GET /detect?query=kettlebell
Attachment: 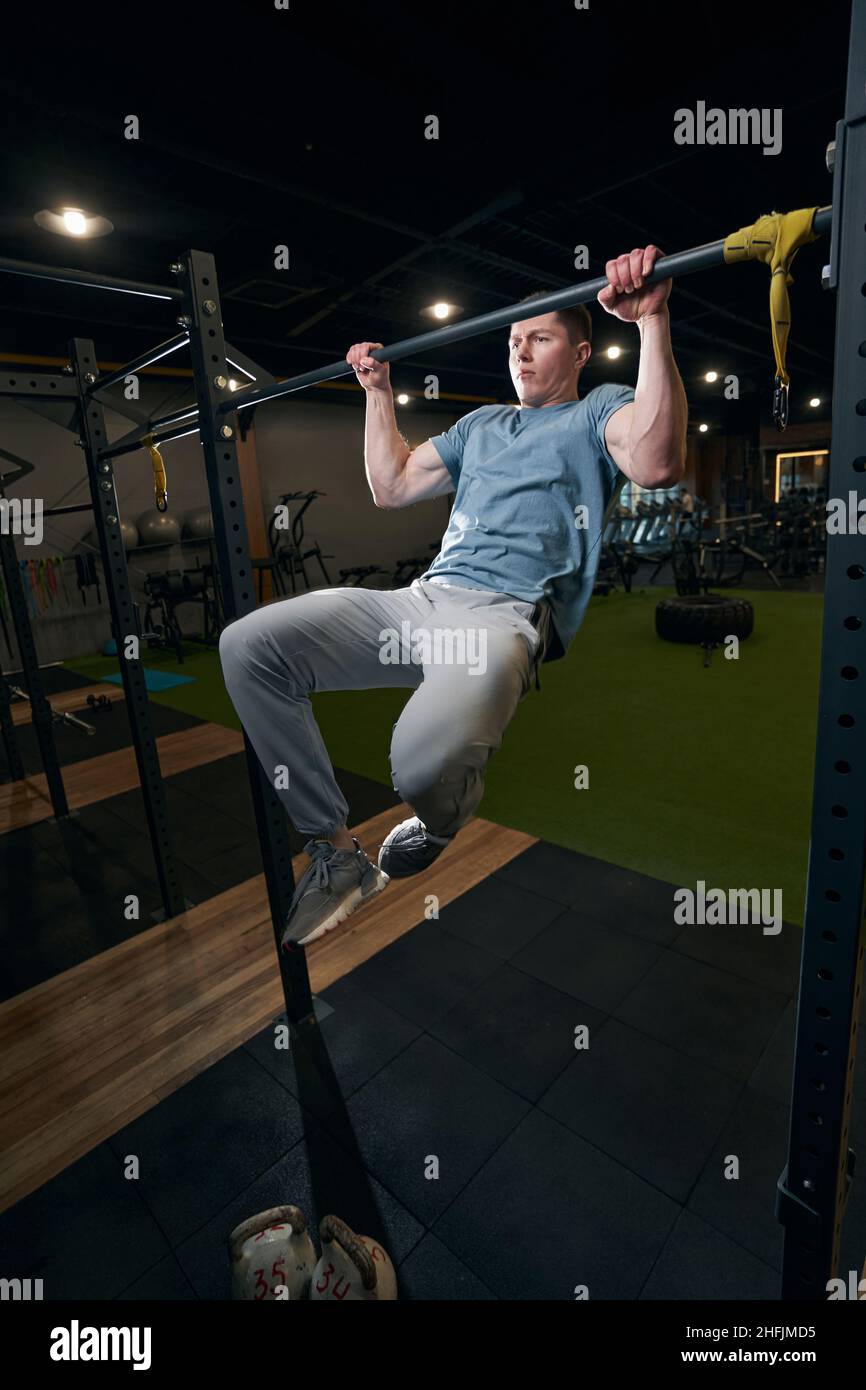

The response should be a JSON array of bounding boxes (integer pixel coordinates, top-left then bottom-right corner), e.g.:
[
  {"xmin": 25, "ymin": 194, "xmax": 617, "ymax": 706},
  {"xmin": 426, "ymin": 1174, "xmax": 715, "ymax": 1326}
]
[
  {"xmin": 309, "ymin": 1214, "xmax": 397, "ymax": 1301},
  {"xmin": 229, "ymin": 1205, "xmax": 317, "ymax": 1301}
]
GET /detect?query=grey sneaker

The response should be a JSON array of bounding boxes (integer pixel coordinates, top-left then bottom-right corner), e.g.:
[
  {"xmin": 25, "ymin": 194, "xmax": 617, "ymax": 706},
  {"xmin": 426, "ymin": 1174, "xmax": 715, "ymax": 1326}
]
[
  {"xmin": 377, "ymin": 816, "xmax": 455, "ymax": 879},
  {"xmin": 282, "ymin": 837, "xmax": 390, "ymax": 948}
]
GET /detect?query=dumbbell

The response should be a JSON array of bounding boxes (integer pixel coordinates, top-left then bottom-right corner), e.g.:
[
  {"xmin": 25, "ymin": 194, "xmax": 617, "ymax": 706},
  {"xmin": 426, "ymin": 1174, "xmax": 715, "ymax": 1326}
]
[{"xmin": 86, "ymin": 693, "xmax": 113, "ymax": 713}]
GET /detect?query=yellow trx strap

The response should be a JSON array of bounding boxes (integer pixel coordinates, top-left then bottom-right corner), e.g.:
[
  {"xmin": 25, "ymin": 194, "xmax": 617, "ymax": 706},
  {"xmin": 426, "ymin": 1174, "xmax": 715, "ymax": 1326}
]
[
  {"xmin": 144, "ymin": 434, "xmax": 168, "ymax": 512},
  {"xmin": 723, "ymin": 207, "xmax": 821, "ymax": 431}
]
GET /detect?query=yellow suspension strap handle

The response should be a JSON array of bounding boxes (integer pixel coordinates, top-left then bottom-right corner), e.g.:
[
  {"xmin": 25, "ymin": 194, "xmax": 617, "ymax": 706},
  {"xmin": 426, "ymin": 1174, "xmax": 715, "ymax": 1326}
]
[
  {"xmin": 144, "ymin": 434, "xmax": 168, "ymax": 512},
  {"xmin": 723, "ymin": 207, "xmax": 821, "ymax": 431}
]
-------
WORK REQUIRED:
From the entries above, copy out every line where the string "yellow" appears.

EXERCISE OUTPUT:
GET /detect?query=yellow trx strap
GET /detect?query=yellow suspension strap handle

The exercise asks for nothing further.